Task statement
Repeat every entry in full. Match each line exactly.

Records supplied
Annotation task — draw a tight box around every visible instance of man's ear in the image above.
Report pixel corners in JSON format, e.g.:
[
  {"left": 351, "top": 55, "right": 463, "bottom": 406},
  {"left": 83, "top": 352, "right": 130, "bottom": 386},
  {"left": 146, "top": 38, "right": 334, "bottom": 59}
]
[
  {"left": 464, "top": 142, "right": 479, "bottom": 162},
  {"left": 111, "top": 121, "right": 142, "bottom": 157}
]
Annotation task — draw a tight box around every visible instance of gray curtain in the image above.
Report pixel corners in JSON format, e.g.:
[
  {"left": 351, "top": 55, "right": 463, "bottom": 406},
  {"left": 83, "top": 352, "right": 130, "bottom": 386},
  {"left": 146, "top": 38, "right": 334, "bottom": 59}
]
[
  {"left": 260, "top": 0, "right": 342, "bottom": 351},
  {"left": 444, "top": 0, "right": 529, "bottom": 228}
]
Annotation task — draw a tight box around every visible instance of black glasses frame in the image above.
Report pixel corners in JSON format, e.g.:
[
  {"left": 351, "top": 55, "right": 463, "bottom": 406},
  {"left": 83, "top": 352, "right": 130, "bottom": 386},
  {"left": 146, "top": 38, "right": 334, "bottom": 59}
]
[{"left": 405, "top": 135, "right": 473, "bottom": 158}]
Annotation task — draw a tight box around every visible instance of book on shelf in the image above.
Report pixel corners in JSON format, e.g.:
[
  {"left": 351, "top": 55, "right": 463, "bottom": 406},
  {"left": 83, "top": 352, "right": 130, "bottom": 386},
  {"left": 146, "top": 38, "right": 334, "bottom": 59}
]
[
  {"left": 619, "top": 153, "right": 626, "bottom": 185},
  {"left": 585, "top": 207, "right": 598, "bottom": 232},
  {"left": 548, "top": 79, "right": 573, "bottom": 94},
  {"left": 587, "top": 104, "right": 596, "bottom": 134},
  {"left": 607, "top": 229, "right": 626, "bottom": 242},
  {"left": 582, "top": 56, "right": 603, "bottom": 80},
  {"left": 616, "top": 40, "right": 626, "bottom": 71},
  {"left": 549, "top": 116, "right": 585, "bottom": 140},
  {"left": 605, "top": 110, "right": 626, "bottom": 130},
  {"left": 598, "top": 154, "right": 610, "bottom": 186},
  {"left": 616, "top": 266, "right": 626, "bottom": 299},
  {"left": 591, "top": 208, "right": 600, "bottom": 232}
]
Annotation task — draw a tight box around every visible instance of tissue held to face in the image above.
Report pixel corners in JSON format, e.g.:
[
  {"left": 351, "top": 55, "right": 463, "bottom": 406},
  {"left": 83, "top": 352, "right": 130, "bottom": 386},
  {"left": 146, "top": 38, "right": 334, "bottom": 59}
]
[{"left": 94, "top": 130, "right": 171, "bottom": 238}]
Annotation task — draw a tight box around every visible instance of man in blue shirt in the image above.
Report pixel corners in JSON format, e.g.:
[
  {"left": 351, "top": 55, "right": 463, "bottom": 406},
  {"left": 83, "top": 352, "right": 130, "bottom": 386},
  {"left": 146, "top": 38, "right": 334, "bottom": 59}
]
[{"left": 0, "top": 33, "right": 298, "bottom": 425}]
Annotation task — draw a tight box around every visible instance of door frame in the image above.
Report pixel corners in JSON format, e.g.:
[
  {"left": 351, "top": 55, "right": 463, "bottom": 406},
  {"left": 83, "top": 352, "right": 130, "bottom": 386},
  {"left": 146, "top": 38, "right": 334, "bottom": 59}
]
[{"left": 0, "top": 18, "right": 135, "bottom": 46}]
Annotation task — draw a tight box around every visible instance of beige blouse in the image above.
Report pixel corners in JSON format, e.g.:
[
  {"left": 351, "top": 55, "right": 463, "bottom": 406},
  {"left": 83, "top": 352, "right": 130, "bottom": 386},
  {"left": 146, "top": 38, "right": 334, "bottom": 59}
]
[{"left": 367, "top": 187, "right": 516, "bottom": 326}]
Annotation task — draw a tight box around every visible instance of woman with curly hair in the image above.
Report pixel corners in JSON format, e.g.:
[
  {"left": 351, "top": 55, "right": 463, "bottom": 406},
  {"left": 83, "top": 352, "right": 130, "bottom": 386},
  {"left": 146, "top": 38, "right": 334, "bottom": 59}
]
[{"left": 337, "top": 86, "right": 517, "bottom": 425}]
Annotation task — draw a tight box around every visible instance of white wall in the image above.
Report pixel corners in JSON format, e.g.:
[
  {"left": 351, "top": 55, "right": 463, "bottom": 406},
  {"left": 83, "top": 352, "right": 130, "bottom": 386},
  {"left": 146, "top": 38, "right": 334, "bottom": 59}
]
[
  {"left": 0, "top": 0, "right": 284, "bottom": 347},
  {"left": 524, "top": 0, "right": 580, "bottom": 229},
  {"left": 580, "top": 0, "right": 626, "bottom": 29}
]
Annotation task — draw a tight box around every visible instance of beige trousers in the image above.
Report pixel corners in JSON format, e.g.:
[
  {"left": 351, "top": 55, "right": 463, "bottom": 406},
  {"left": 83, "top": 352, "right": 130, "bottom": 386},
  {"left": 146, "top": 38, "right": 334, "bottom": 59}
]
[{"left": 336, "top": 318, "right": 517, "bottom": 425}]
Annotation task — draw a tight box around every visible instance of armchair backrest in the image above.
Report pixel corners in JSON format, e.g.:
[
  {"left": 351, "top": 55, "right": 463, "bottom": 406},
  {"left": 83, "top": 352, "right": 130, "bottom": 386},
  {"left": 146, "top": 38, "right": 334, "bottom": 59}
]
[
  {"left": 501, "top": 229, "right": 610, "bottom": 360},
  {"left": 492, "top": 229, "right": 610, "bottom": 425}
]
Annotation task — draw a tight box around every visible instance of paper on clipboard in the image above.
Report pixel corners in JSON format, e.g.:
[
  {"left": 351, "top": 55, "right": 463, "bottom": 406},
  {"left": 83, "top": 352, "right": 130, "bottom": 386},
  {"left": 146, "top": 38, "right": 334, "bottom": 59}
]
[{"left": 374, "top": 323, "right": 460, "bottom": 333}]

Your response
Annotation task — draw a tight box around every visible instance of man's ear in the image above.
Report pixel corners in JSON format, e.g.:
[
  {"left": 351, "top": 55, "right": 463, "bottom": 406},
  {"left": 83, "top": 352, "right": 130, "bottom": 386},
  {"left": 146, "top": 38, "right": 334, "bottom": 59}
]
[
  {"left": 464, "top": 142, "right": 479, "bottom": 162},
  {"left": 111, "top": 121, "right": 142, "bottom": 157}
]
Annotation task — draw a tight box around every visible instance of gray curtain in the image above.
Report pixel corners in JSON format, e.g.:
[
  {"left": 351, "top": 55, "right": 463, "bottom": 406},
  {"left": 83, "top": 352, "right": 130, "bottom": 386},
  {"left": 146, "top": 38, "right": 334, "bottom": 59}
]
[
  {"left": 260, "top": 0, "right": 342, "bottom": 351},
  {"left": 444, "top": 0, "right": 529, "bottom": 228}
]
Annotation task — draw a tight box around every visible instance of black glasses frame in the image above.
Report pixel corners in JSON format, e.g.:
[
  {"left": 351, "top": 55, "right": 463, "bottom": 406},
  {"left": 83, "top": 352, "right": 130, "bottom": 386},
  {"left": 146, "top": 38, "right": 334, "bottom": 59}
]
[{"left": 405, "top": 135, "right": 473, "bottom": 158}]
Annotation task — draw a tight box around every visible instance of book on shelf in the image above.
Report pixel corners in JSON format, e.g.:
[
  {"left": 351, "top": 55, "right": 463, "bottom": 406},
  {"left": 83, "top": 352, "right": 130, "bottom": 386},
  {"left": 146, "top": 38, "right": 334, "bottom": 59}
]
[
  {"left": 619, "top": 153, "right": 626, "bottom": 185},
  {"left": 585, "top": 207, "right": 598, "bottom": 232},
  {"left": 548, "top": 79, "right": 573, "bottom": 94},
  {"left": 587, "top": 104, "right": 596, "bottom": 134},
  {"left": 607, "top": 229, "right": 626, "bottom": 242},
  {"left": 582, "top": 56, "right": 603, "bottom": 80},
  {"left": 616, "top": 40, "right": 626, "bottom": 71},
  {"left": 549, "top": 116, "right": 585, "bottom": 140},
  {"left": 605, "top": 110, "right": 626, "bottom": 130},
  {"left": 598, "top": 154, "right": 610, "bottom": 186},
  {"left": 616, "top": 266, "right": 626, "bottom": 299},
  {"left": 591, "top": 208, "right": 600, "bottom": 232}
]
Annotation task — draw a tight box around every visible instance of tissue held to face in the image above.
Report pixel corners in JSON format, e.g.:
[
  {"left": 351, "top": 55, "right": 463, "bottom": 406},
  {"left": 83, "top": 352, "right": 130, "bottom": 386},
  {"left": 146, "top": 38, "right": 334, "bottom": 59}
]
[{"left": 94, "top": 130, "right": 171, "bottom": 238}]
Annotation task — draw a tight box around every visible instance of man in blue shirt in the image above.
Report pixel corners in JSON format, e.g.:
[
  {"left": 351, "top": 55, "right": 463, "bottom": 406},
  {"left": 83, "top": 352, "right": 130, "bottom": 386},
  {"left": 146, "top": 38, "right": 334, "bottom": 59}
]
[{"left": 0, "top": 33, "right": 298, "bottom": 425}]
Annotation task — draw a tight box around every visible instance of door frame in the image above.
Report pixel corners in JSON format, e.g.:
[
  {"left": 351, "top": 55, "right": 463, "bottom": 406},
  {"left": 83, "top": 352, "right": 130, "bottom": 386},
  {"left": 146, "top": 38, "right": 334, "bottom": 59}
]
[{"left": 0, "top": 18, "right": 135, "bottom": 46}]
Annotation task — draw a tight box around every visible instance of beige blouse in the image above.
Report pixel corners in JSON format, e.g.:
[
  {"left": 351, "top": 55, "right": 463, "bottom": 406},
  {"left": 83, "top": 352, "right": 130, "bottom": 386},
  {"left": 146, "top": 38, "right": 334, "bottom": 59}
]
[{"left": 367, "top": 187, "right": 516, "bottom": 326}]
Annotation task — draw a tight box around every visible instance of woman with curly hair in the image above.
Report pixel corners in JSON format, e.g.:
[
  {"left": 351, "top": 55, "right": 463, "bottom": 406},
  {"left": 83, "top": 352, "right": 130, "bottom": 386},
  {"left": 146, "top": 38, "right": 334, "bottom": 59}
]
[{"left": 337, "top": 86, "right": 517, "bottom": 425}]
Annotation task — draw a tight box around every visible instance of white wall in the image above.
Report pixel corners in JSON format, e.g.:
[
  {"left": 351, "top": 55, "right": 463, "bottom": 406},
  {"left": 83, "top": 352, "right": 130, "bottom": 386},
  {"left": 146, "top": 38, "right": 334, "bottom": 59}
]
[
  {"left": 0, "top": 0, "right": 284, "bottom": 347},
  {"left": 524, "top": 0, "right": 580, "bottom": 229},
  {"left": 580, "top": 0, "right": 626, "bottom": 29}
]
Annotation task — draw a tight box around every visible instance of beige trousers in the image above.
Report pixel corners in JSON format, e.g.:
[
  {"left": 351, "top": 55, "right": 463, "bottom": 406},
  {"left": 83, "top": 352, "right": 130, "bottom": 386},
  {"left": 146, "top": 38, "right": 334, "bottom": 59}
]
[{"left": 336, "top": 318, "right": 517, "bottom": 425}]
Annotation task — draw a tight box around every visible instance of armchair backrest in the image above.
Report pixel corners in JSON format, e.g.:
[
  {"left": 351, "top": 55, "right": 463, "bottom": 406},
  {"left": 83, "top": 352, "right": 130, "bottom": 386},
  {"left": 146, "top": 38, "right": 334, "bottom": 59}
]
[
  {"left": 501, "top": 229, "right": 610, "bottom": 360},
  {"left": 492, "top": 229, "right": 610, "bottom": 425}
]
Annotation task — draw a tight box around every visible instance of paper on clipboard in the image above.
Report pixel corners in JSON format, e.g.:
[
  {"left": 351, "top": 55, "right": 463, "bottom": 406},
  {"left": 83, "top": 352, "right": 130, "bottom": 386},
  {"left": 146, "top": 38, "right": 334, "bottom": 59}
]
[{"left": 374, "top": 323, "right": 460, "bottom": 333}]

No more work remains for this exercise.